= Beginning of Section =

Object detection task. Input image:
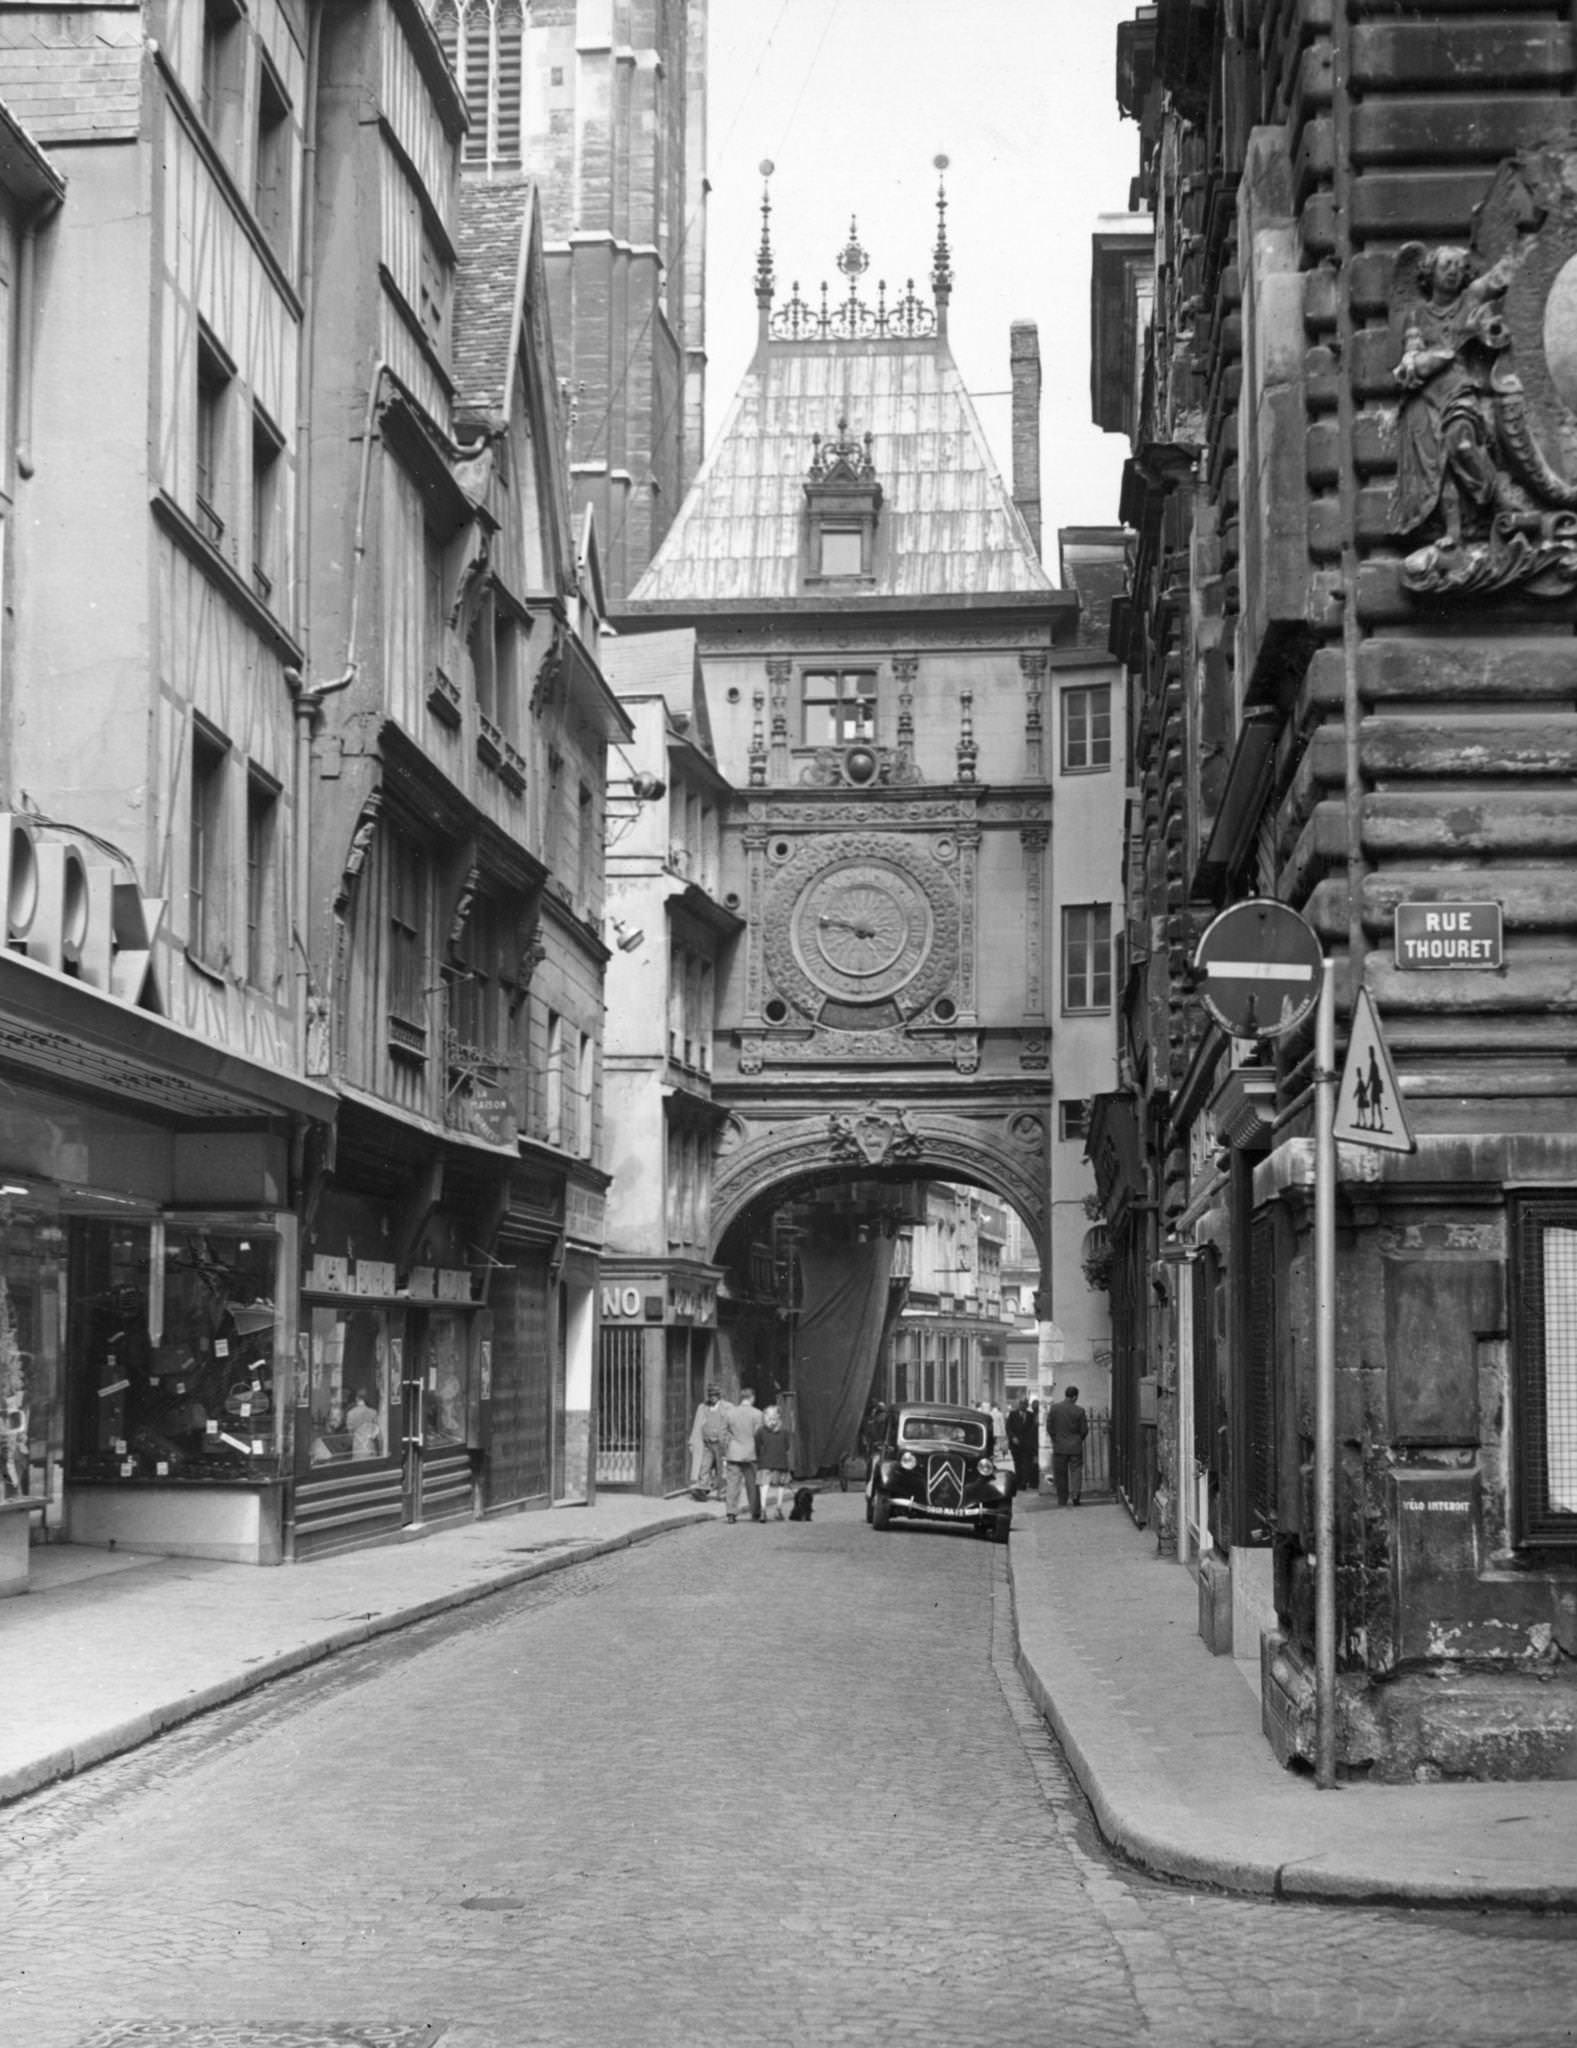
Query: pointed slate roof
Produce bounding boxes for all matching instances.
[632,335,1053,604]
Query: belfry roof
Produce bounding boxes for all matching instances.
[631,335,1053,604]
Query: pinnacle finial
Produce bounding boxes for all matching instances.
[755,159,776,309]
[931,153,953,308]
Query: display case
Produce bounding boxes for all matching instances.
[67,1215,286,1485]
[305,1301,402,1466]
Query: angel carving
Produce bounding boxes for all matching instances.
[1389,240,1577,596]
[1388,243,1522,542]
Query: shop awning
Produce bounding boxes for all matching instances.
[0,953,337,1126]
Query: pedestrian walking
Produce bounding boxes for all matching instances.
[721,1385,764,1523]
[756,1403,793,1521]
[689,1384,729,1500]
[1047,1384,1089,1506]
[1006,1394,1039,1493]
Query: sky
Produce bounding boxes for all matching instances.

= End of Section =

_TASK OBJECTIVE_: Taking the listing above as the source, transcribe only the lines starting at the line with "Query: belfry roof" and going through the line with "Query: angel carving", unaltered and with both ends included.

_SOLUTION FOR THIS EXERCISE_:
Query: belfry roof
Produce bounding boxes for all matching instances.
[631,335,1053,604]
Query: pinnacle finial
Produce bounding boxes for all matching instances.
[755,159,776,309]
[931,153,953,308]
Query: display case
Produce bounding boxes for all matching instances.
[67,1215,286,1485]
[305,1301,402,1466]
Query: angel carving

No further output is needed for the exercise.